Various accounts give the reason why the Seljuks attacked. Matthew of Edessa claims the city was weak and poorly defended so they decided to attack. The Byzantine historian, Anna Komnene claimed that Philaretus converted to Islam and his son Basrama was against this, however, he was imprisoned and ironically asked the Seljuks for help. Ibn al-Athir agrees with this and claims that Philaretus mistreated the inhabitants and had his son imprisoned so they asked for help.

==Siege==
Later in December 1084, the Seljuk ruler of Nicaea, Suleiman ibn Qutalmish, left with a small army of 300 cavalry and some infantry. Suleiman sailed to the gulf of Issus and landed there. He made his way in the night through the stony Ridges. Eventually, the Seljuks arrived at Antioch at night. The Seljuks then had the spears attached to ropes and threw the spears at the battlement of the walls. Some of the Seljuks then climbed up and opened the St. Paul's Gate. This entry involved defection from some guards. The Inhabitants were unaware of what was happening until they were alerted by one cry of a Seljuk.

Stored data:
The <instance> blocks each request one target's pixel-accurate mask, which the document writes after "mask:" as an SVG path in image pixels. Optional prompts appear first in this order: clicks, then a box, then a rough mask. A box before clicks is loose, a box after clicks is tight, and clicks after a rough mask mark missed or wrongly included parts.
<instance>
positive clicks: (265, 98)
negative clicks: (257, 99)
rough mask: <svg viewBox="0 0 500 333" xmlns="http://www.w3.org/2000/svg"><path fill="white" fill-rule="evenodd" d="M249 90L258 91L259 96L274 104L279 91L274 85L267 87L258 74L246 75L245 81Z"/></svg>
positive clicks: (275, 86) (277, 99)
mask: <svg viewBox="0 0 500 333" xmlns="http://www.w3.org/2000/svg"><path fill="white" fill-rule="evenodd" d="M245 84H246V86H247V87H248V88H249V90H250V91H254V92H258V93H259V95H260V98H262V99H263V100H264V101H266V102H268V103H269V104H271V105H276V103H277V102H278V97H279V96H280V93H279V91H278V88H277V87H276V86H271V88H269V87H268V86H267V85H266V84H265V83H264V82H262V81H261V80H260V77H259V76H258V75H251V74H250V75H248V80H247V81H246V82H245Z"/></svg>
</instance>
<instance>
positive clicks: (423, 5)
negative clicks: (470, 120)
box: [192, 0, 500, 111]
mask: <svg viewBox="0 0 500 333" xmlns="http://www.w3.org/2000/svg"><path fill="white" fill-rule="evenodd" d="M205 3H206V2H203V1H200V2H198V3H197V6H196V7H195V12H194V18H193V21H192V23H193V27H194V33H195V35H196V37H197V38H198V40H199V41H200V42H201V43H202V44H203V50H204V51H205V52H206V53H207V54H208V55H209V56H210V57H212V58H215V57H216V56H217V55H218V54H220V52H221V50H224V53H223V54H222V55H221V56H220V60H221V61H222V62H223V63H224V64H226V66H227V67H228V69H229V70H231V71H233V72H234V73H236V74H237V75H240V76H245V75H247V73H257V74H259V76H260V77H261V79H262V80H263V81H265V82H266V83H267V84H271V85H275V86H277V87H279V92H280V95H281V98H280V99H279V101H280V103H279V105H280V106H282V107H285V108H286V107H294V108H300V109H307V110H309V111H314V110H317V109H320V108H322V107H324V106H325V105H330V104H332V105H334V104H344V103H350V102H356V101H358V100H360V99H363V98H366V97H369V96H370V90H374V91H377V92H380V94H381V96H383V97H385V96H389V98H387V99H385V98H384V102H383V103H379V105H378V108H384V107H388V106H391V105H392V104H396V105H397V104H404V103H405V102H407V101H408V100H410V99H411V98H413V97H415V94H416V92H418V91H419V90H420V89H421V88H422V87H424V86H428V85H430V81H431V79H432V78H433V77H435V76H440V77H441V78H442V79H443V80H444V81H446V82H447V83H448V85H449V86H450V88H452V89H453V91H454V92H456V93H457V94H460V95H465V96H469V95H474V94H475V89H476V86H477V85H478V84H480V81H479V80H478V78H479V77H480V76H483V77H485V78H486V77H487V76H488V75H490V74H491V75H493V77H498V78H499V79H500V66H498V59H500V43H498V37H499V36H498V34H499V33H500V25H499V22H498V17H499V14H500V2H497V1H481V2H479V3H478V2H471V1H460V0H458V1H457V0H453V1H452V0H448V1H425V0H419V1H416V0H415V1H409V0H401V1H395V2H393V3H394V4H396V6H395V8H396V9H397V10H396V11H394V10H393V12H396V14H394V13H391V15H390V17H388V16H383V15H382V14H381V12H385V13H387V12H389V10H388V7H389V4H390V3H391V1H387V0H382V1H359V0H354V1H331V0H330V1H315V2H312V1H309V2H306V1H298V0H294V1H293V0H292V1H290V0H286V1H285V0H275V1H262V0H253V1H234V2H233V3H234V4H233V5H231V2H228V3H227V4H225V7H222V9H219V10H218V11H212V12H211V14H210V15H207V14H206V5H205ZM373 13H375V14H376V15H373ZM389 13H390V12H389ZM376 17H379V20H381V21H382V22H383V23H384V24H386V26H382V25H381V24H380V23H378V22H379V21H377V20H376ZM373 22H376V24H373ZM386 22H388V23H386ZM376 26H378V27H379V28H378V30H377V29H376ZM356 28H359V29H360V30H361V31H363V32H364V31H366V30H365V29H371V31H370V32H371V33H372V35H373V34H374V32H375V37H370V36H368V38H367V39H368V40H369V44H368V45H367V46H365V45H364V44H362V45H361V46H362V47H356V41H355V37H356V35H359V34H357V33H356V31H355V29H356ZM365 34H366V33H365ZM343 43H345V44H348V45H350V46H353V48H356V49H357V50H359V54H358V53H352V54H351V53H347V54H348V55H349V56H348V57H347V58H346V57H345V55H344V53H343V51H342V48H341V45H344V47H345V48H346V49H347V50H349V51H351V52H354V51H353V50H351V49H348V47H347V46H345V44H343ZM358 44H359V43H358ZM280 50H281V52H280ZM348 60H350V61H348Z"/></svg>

**PROBLEMS TO WORK ON**
1. Answer these questions from the account of the Seljuk attack on Antioch:
(a) According to Matthew of Edessa, why did the Seljuks decide to attack?
(b) How many cavalry did Suleiman ibn Qutalmish leave with?
(c) Which gate did some of the Seljuks open after climbing up?
2. Please list every person mentioned by name in the account of the Seljuk attack on Antioch.
3. Write a continuation of the account of the Seljuk siege of Antioch, picking up after its final sentence.

**RESPONSES BY ITEM NUMBER**
1.
(a) The city was weak and poorly defended.
(b) 300.
(c) St. Paul's Gate.

2.
Matthew of Edessa
Anna Komnene
Philaretus
Basrama
Ibn al-Athir
Suleiman ibn Qutalmish

3.
Hearing this the inhabitants began fleeing in terror, some jumped over the walls and others to the citadel. Some attempted to resist but were defeated. A general amnesty was proclaimed; the plunder seized after the first irruption was restored and the Seljuks allowed the inhabitants to return home unmolested. The Seljuks avoided a massacre. Some of Philaretus's men who retreated to the citadel held out against the Seljuks. On January 12 of the next year, the garrison launched an attack but was defeated, forcing them to surrender. Everyone in the citadel was spared.